9. “The change in the mindset is that our work is not about saving our client’s money, it is about helping them make money.” It is also about business model alignment and business model innovation. It is about identifying the critical success factors for an organization, at a complexity of levels, and integrating this into the needs response.

10. More than a few people that I met spoke to me about (ubicomp), and about “the cloud.” Steelcase knows that these ideas will change the way we work and interact. They choose to be the vanguard by investing serious resources in researching and investigating exactly how this might happen. The Workplace Futures team is constantly projecting out years into the future and hypothesizing about what our interactions might be like, about what new technologies may be of use. Let me remind you that this is happening at a $4 billion global office furniture company. Tom Brown, CEO of IDEO, and Steelcase CEO Jim Hackett conceived of an idea 18 months ago that would provide comprehensive media and communications seamlessly integrated with telepresence, information capture, and idea sharing. They rapid prototyped and iteratively and incrementally improved the concept. Media:Scape launches in the spring of 2009.

There was so much more that I experienced and that is worthy of writing entire posts on. I’ll get to all of it, especially my time in the Learn Lab and with Details president Bud Klipa, but for now these are my 10 Things from my time with Steelcase. I came away very impressed and inspired.

> Goal 1: List every person named in the Steelcase excerpt.
> Goal 2: Copy the Steelcase excerpt word for word from "There was so" to "impressed and inspired.".
> Goal 3: According to the Steelcase excerpt, when does Media:Scape launch?

Pointing records:
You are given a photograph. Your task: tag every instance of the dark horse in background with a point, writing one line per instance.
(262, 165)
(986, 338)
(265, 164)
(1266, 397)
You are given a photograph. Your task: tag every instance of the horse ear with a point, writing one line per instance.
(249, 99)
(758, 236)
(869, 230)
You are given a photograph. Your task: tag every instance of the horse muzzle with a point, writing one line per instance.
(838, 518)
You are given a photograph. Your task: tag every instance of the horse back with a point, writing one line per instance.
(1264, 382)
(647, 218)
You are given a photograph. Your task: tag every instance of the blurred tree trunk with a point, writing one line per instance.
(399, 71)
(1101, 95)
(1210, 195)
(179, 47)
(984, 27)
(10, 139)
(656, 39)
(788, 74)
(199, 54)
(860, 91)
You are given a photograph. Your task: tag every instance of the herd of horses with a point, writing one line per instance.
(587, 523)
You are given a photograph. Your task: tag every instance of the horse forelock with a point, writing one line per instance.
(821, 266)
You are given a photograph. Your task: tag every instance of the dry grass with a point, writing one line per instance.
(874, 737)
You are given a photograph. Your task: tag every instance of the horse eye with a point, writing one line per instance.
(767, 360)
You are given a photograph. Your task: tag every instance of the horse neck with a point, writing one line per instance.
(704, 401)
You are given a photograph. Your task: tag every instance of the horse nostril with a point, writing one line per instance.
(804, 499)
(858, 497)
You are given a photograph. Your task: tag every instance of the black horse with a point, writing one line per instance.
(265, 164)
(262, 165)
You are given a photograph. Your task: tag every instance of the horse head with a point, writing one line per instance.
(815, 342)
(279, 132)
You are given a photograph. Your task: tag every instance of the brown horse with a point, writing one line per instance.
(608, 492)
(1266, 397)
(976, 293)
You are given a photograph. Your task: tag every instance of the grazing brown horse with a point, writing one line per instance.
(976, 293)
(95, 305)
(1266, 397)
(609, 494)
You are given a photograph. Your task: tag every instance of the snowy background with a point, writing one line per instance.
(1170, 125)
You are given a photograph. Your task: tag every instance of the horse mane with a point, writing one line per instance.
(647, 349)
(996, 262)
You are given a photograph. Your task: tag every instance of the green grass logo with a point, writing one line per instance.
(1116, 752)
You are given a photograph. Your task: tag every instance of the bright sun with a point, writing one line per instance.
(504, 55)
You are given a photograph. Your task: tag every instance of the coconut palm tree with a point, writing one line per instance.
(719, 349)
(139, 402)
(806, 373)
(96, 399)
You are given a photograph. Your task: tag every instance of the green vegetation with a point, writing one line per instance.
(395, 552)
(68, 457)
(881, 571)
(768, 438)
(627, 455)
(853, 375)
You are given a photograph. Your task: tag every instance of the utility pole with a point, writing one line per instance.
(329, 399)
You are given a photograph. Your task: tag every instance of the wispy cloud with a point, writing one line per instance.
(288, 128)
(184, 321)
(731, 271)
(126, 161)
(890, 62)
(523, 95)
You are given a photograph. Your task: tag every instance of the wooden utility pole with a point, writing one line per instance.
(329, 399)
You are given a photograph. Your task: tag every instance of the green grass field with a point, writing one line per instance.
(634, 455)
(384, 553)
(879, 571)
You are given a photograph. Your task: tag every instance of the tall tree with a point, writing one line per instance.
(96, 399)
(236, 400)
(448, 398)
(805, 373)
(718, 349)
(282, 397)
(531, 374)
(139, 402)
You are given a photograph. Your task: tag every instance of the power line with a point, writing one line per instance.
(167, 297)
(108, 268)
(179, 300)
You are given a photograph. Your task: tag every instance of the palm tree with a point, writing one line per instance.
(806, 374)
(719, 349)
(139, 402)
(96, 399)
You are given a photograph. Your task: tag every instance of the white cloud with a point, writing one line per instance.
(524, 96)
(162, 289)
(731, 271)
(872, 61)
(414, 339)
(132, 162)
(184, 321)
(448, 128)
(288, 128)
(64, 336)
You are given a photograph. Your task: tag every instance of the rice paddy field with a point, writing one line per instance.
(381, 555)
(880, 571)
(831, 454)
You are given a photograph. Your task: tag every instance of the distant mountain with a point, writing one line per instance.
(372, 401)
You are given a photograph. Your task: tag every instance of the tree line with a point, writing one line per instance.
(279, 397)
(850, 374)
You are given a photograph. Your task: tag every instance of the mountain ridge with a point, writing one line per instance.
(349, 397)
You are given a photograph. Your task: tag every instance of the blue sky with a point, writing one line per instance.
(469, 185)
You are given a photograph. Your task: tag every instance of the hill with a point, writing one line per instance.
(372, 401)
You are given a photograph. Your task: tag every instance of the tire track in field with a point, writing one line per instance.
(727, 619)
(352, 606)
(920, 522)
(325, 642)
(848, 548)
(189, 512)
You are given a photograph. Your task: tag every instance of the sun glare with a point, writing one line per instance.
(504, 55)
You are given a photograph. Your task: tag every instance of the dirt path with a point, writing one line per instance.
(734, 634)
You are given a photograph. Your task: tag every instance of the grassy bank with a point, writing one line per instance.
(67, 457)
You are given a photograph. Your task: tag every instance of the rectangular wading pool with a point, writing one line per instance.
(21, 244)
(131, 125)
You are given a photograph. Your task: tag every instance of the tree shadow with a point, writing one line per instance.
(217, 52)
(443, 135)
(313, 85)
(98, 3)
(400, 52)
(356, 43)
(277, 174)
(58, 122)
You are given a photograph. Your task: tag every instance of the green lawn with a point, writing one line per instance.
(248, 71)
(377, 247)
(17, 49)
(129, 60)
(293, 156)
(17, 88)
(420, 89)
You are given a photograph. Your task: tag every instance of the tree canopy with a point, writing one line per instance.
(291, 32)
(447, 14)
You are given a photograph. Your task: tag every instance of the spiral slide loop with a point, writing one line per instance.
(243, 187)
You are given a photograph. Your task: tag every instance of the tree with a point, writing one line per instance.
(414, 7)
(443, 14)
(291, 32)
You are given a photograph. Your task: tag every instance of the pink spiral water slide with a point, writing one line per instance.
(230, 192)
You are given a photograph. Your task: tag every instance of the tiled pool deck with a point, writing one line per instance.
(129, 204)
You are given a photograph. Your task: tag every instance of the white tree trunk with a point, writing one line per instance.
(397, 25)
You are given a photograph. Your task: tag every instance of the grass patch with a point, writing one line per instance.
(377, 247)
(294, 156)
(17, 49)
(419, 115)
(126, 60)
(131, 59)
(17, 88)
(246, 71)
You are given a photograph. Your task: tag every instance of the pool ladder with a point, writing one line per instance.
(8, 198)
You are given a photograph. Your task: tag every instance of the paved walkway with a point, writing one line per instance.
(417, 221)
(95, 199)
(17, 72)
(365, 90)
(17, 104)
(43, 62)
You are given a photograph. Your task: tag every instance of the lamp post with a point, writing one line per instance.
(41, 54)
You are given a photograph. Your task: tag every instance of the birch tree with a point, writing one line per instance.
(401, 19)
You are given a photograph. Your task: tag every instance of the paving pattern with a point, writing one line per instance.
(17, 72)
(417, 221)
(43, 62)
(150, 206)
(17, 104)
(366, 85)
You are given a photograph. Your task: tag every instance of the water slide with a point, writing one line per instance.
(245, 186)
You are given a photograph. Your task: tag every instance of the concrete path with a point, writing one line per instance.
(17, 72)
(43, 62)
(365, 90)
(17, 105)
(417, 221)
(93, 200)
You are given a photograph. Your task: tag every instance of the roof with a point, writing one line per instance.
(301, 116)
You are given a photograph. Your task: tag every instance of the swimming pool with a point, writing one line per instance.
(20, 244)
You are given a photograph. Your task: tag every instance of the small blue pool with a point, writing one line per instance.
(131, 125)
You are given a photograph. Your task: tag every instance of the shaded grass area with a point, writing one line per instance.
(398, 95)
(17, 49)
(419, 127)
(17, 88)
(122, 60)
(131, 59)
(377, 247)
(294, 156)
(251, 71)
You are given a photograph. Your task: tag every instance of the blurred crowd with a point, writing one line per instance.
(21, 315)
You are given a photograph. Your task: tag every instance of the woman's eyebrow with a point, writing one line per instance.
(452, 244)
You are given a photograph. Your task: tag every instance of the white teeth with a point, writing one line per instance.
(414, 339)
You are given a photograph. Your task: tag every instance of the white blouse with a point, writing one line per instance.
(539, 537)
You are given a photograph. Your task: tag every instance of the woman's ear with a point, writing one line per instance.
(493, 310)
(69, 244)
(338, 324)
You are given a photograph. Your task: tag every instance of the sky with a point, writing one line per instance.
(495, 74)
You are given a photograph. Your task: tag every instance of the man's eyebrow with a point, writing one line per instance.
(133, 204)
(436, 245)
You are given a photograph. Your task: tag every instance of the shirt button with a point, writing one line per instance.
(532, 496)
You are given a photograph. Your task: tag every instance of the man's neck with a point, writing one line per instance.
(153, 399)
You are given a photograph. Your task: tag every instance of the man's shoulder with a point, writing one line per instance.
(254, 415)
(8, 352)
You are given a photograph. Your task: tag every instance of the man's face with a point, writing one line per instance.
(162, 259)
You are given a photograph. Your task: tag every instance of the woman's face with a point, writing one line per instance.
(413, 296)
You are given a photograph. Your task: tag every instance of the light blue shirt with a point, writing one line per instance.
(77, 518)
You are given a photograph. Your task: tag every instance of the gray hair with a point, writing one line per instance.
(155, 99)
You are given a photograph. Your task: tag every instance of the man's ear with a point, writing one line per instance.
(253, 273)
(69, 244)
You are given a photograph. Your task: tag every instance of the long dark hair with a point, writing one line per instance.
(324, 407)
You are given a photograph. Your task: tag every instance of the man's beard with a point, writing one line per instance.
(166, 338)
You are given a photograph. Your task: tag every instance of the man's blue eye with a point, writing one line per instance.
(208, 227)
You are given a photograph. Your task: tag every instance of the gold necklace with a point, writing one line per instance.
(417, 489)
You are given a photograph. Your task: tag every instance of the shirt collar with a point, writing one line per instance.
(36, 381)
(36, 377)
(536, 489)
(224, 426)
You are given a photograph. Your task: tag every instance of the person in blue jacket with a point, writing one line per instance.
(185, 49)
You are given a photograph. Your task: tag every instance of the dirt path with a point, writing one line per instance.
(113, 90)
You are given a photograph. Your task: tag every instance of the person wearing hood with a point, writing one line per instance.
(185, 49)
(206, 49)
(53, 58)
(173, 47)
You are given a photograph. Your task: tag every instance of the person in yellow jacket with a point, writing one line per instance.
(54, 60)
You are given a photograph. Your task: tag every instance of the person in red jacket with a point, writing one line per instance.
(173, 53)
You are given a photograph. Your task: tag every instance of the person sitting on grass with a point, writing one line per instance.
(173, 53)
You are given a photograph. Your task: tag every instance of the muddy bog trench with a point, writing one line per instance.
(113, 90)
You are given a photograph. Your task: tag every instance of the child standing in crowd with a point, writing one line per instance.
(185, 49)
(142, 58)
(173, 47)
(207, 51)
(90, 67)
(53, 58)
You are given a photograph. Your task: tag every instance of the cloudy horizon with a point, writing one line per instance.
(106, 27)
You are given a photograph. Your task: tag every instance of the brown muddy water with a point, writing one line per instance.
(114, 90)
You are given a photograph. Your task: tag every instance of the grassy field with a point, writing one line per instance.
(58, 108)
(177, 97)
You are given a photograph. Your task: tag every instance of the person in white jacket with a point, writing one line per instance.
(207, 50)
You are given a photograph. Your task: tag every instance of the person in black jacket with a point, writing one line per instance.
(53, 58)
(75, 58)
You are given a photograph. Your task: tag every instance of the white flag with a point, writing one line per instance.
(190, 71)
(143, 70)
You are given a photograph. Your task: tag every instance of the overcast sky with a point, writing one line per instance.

> Finished answer 1: Tom Brown, Jim Hackett, Bud Klipa

> Finished answer 2:
There was so much more that I experienced and that is worthy of writing entire posts on. I’ll get to all of it, especially my time in the Learn Lab and with Details president Bud Klipa, but for now these are my 10 Things from my time with Steelcase. I came away very impressed and inspired.

> Finished answer 3: Media:Scape launches in the spring of 2009.